# What this task involves
Reproduce every record exactly as it appears, but not the pictures.

# Saved entries
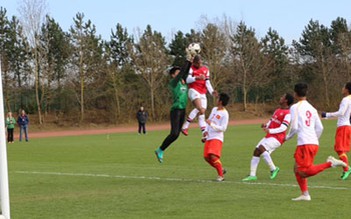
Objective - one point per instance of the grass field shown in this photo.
(117, 176)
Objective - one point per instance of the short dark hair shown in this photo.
(348, 87)
(289, 98)
(224, 98)
(174, 69)
(301, 89)
(197, 58)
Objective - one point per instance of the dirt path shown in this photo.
(126, 129)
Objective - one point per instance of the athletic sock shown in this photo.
(268, 159)
(190, 118)
(302, 183)
(315, 169)
(216, 163)
(343, 157)
(202, 122)
(254, 164)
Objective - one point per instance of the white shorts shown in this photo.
(194, 94)
(270, 144)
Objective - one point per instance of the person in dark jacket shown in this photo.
(142, 116)
(23, 122)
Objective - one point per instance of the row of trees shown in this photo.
(79, 76)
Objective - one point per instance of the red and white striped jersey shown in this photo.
(343, 113)
(219, 123)
(305, 122)
(280, 117)
(199, 85)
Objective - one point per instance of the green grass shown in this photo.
(117, 176)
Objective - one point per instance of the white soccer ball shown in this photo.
(194, 48)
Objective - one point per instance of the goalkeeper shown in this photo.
(179, 90)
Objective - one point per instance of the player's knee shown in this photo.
(174, 134)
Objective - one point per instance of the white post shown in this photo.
(4, 177)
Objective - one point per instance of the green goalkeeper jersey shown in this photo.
(179, 93)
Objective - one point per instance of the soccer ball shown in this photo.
(194, 48)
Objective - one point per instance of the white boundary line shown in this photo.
(171, 179)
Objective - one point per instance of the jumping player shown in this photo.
(217, 124)
(180, 99)
(199, 83)
(343, 131)
(275, 136)
(306, 123)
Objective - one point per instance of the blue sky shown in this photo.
(288, 17)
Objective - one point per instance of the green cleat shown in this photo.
(346, 174)
(274, 173)
(249, 178)
(159, 155)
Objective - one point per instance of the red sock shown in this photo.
(343, 157)
(216, 163)
(302, 182)
(315, 169)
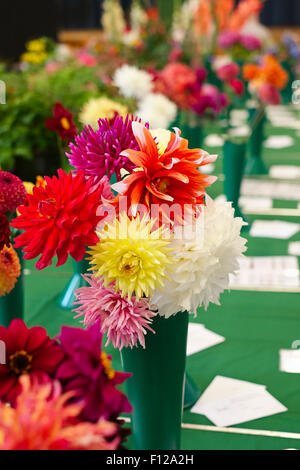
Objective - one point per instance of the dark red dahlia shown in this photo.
(12, 192)
(98, 152)
(62, 123)
(27, 351)
(4, 232)
(86, 369)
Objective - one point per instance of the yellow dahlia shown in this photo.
(10, 270)
(101, 108)
(132, 255)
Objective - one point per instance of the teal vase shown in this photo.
(234, 155)
(67, 297)
(12, 304)
(255, 164)
(156, 387)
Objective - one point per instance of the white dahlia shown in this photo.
(203, 262)
(158, 110)
(132, 82)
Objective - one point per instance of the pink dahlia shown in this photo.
(98, 152)
(87, 371)
(228, 72)
(12, 192)
(268, 94)
(125, 322)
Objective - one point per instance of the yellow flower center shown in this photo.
(130, 264)
(109, 371)
(65, 123)
(20, 362)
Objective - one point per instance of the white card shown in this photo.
(285, 171)
(289, 361)
(200, 338)
(227, 402)
(279, 142)
(274, 229)
(294, 248)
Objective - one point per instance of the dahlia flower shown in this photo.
(28, 351)
(132, 82)
(98, 152)
(125, 321)
(132, 255)
(12, 192)
(42, 420)
(268, 94)
(86, 370)
(4, 232)
(203, 261)
(10, 270)
(100, 108)
(158, 110)
(167, 179)
(62, 123)
(59, 219)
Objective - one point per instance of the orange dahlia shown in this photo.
(59, 219)
(10, 269)
(43, 420)
(166, 175)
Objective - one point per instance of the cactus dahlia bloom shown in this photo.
(10, 270)
(60, 218)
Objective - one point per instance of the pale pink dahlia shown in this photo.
(98, 152)
(125, 321)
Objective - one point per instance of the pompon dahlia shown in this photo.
(60, 218)
(168, 179)
(98, 152)
(43, 420)
(12, 192)
(125, 321)
(203, 261)
(10, 270)
(4, 232)
(132, 255)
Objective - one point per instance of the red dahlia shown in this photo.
(27, 351)
(4, 232)
(60, 218)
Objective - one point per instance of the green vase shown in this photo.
(12, 304)
(157, 383)
(234, 155)
(67, 298)
(255, 164)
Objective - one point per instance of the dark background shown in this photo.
(21, 20)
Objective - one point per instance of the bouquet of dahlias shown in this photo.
(157, 244)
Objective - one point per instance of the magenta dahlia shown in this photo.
(125, 321)
(97, 152)
(12, 192)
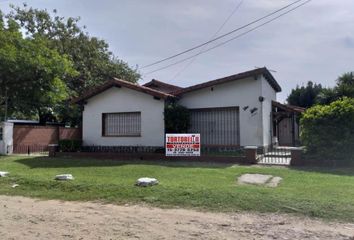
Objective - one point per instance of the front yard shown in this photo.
(312, 192)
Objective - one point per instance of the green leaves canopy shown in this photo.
(32, 75)
(77, 60)
(328, 130)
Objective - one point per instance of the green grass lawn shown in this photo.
(313, 192)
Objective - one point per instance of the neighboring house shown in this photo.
(228, 112)
(6, 143)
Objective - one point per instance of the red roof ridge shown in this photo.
(115, 82)
(264, 71)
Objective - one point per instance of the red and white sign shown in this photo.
(183, 144)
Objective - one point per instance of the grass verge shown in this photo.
(315, 192)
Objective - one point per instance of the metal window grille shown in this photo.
(122, 124)
(217, 126)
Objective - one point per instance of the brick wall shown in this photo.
(43, 135)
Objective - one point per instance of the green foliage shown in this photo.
(89, 56)
(32, 74)
(177, 118)
(68, 145)
(304, 96)
(328, 130)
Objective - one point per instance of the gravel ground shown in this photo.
(26, 218)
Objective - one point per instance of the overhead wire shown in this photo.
(223, 35)
(229, 40)
(213, 36)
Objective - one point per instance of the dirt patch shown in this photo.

# Task solution
Objective - one point per instance of the grass field shown in this photo.
(117, 176)
Objective - one point per instance of the short dark hair shown in this photo.
(348, 87)
(289, 98)
(224, 98)
(174, 69)
(301, 89)
(197, 58)
Objective - one point per instance of the dirt path shown in this photo.
(126, 129)
Objective - one point per instance of the athletic sock shown in this photo.
(268, 159)
(190, 118)
(302, 183)
(315, 169)
(216, 163)
(343, 157)
(202, 122)
(254, 164)
Objective - one point per instance of the white shorts shown in this photo.
(194, 94)
(270, 144)
Objective - one point per instance of the person in dark jacket shown in this photo.
(142, 116)
(23, 122)
Objective - one point per instance of the row of trees shown in this photo.
(79, 76)
Objective - one point per instance of the red and white striped jersey shown in this photo.
(343, 113)
(219, 123)
(305, 122)
(280, 117)
(199, 85)
Objective - one point per instance of the green grass shown in this photo.
(117, 176)
Objective - one point per instance of the white soccer ball shown in this photo.
(194, 48)
Objective - one point per instance of the goalkeeper shown in this photo.
(179, 90)
Objective - one point per instance of the player's knee shown in this photo.
(174, 134)
Objective - one point per instance of the white post shown in this photo.
(4, 177)
Objective - one point per instance of the green goalkeeper jersey shown in this photo.
(179, 93)
Objective - one point per instance of the soccer ball shown in this photo.
(194, 48)
Objective - one point per instance of the white boundary line shown in this photo.
(171, 179)
Objective - one point per instance of the jumping player shown in this photo.
(217, 124)
(180, 99)
(199, 83)
(343, 131)
(275, 136)
(306, 123)
Objective - one point per instance of the blue sky shown in this photo.
(288, 17)
Objective - one point per instance of the green cleat shown in this photo.
(346, 174)
(274, 173)
(249, 178)
(159, 155)
Objective - one point per instance of the red sock shown in this photo.
(343, 157)
(216, 163)
(302, 182)
(315, 169)
Objective - one point per instance of the dark red dahlia shown in this photo.
(12, 192)
(98, 152)
(62, 123)
(27, 351)
(4, 232)
(86, 369)
Objective - one point per instance of the yellow dahlia shown in this photo.
(10, 270)
(101, 108)
(132, 255)
Objective - one point per instance of the teal vase shown in this photo.
(234, 155)
(67, 297)
(12, 304)
(255, 164)
(156, 387)
Objective - one point per instance of the white dahlia shown in this photo.
(203, 262)
(158, 110)
(132, 82)
Objective - one point per instance of the pink dahlia shown in this photo.
(98, 152)
(87, 371)
(228, 72)
(12, 192)
(268, 94)
(125, 322)
Objective - one point per instance of the yellow flower center shown in this photo.
(130, 264)
(109, 371)
(65, 123)
(20, 362)
Objective - one point per instance of the white card shown in this photo.
(285, 171)
(289, 361)
(200, 338)
(227, 402)
(279, 142)
(274, 229)
(294, 248)
Objective - one point per instance of the dahlia flower shown in this photo.
(28, 351)
(132, 82)
(98, 152)
(125, 321)
(132, 255)
(12, 192)
(42, 420)
(268, 94)
(86, 370)
(4, 232)
(203, 261)
(10, 270)
(100, 108)
(158, 110)
(167, 179)
(62, 123)
(59, 219)
Objective - one point per instance of the orange dahlia shown in this photo.
(59, 219)
(10, 269)
(43, 420)
(166, 175)
Objective - one point per instance of the cactus dahlia bloom shown in this photo.
(10, 270)
(60, 218)
Objective - one point per instance of the pale pink dahlia shown in this photo.
(98, 152)
(125, 321)
Objective - one point per instance of the pompon dahlia shown in this photo.
(60, 218)
(168, 179)
(98, 152)
(43, 420)
(12, 192)
(125, 321)
(203, 261)
(10, 270)
(4, 232)
(132, 255)
Objective - one point per instance of the red dahlia shown in this photo.
(27, 351)
(4, 232)
(60, 218)
Objective - one point per instance of the green vase shown in this photo.
(12, 304)
(157, 383)
(234, 155)
(67, 298)
(255, 164)
Objective - one point per instance of the dark background shown in this photo.
(21, 20)
Objective - one point per instance of the bouquet of dahlias shown in this photo.
(157, 244)
Objective - one point per instance of the magenta dahlia shown in this photo.
(125, 321)
(97, 152)
(12, 192)
Objective - one point per instance of the front yard shown in this photo.
(312, 192)
Objective - one point per instance of the green leaves canopy shown in this photo.
(32, 75)
(77, 60)
(328, 130)
Objective - one point per instance of the green grass lawn shown in this photo.
(313, 192)
Objective - one point per instance of the neighboring house shown in this photo.
(228, 112)
(6, 143)
Objective - one point per instance of the red roof ridge shown in this photo.
(115, 82)
(264, 71)
Objective - one point per instance of the red and white sign shown in this photo.
(183, 144)
Objective - one point per instance of the grass verge shown in this photo.
(315, 192)
Objective - one point per instance of the metal window grille shown in this photo.
(122, 124)
(217, 126)
Objective - one point per instance of the brick wall shown in this photo.
(43, 135)
Objective - one point per instance of the green foliage shown in this photo.
(89, 56)
(32, 74)
(177, 118)
(68, 145)
(304, 96)
(328, 130)
Objective - one point per instance of the gravel ground shown in this photo.
(26, 218)
Objective - one point per instance of the overhead wire shown in this photo.
(223, 35)
(229, 40)
(213, 36)
Objective - one point per instance of the dirt patch shown in this photo.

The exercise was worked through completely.